Start The records
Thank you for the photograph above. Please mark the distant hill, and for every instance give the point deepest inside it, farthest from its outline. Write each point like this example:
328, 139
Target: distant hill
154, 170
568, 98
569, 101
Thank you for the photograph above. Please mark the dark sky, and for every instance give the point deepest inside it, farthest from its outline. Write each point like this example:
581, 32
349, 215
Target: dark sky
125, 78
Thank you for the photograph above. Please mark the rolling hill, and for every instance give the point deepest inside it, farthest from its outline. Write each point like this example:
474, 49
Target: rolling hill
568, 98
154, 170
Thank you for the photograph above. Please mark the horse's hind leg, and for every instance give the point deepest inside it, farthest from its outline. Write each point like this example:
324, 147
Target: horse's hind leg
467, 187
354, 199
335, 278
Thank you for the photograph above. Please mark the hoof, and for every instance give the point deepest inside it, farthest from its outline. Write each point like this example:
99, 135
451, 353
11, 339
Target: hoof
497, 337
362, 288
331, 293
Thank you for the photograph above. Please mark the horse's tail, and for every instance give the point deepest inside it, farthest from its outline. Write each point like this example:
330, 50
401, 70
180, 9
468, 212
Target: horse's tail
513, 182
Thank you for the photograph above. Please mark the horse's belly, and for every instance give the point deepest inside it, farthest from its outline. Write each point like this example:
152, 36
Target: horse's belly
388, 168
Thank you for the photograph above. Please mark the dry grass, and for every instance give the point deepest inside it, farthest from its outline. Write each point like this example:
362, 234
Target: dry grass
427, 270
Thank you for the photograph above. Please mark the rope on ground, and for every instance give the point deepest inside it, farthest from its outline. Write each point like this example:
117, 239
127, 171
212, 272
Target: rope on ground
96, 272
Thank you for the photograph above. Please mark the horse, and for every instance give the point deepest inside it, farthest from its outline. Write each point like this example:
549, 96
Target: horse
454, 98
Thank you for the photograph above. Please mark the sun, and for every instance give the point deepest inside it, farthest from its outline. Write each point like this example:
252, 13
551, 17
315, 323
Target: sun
End The records
§ **Objective**:
Transcribe the data. Leave every line exactly as it is.

§ **Problem solution**:
Thank you for the photograph above. Please mark the distant hill, and for every instance give the point deepest inside it, farthest from its outline. Write each point like this example:
328, 139
Target: distant hill
154, 170
568, 98
569, 101
Thank you for the photograph above. Please mark the dark sky, and for every instance give the point deepest inside it, farthest from its outline. Write each point like this example:
581, 32
349, 215
Target: dark sky
125, 78
Thank you for the photograph above. Please mark the rolling hill, and for every instance give the point deepest inside it, farthest from its outline. Write each point like this example:
474, 49
Target: rolling hill
568, 98
154, 170
Thank you for the photograph above. Please mark the horse's hind leg, and for every instance give the point deepest inside it, farthest from its outline. Write each point like this example:
324, 147
Target: horse's hind leg
467, 187
354, 199
335, 278
Thank you for the photograph above. Please mark the hoof, and for every instance give the point deepest inside it, farthest from its outline. Write each point like this example:
99, 135
451, 353
11, 339
Target: hoof
497, 337
362, 288
331, 293
Thank you for the photograph above. Please mark the horse's tail, and for every instance give the point deepest inside it, farthest from its outline. Write each point like this example:
330, 50
401, 70
180, 9
468, 212
Target: horse's tail
513, 182
Thank you for the photograph above. Please mark the horse's belly, and for every instance give the point deepest inside it, farthest from its outline. Write each point like this example:
152, 36
Target: horse's belly
388, 168
Thank you for the photograph above. Please mark the dry grass, and for every instance give the point deepest inside it, farthest from its outline. Write each point like this example:
362, 234
Target: dry grass
427, 270
Thank you for the photograph above. Please mark the rope on ground, and for every instance give the point deepest inside it, farthest from its outline. Write each point like this example:
117, 239
127, 171
212, 272
Target: rope on ground
96, 272
Thank you for the photograph above. Please mark the horse, and for every instance give the point deepest inside it, farthest from its outline. Write each point like this example:
549, 96
Target: horse
454, 98
Thank you for the photograph above. Please mark the sun, and for every instance give the point deepest inside it, farthest from its outline. Write each point like this example:
252, 13
551, 17
315, 323
Target: sun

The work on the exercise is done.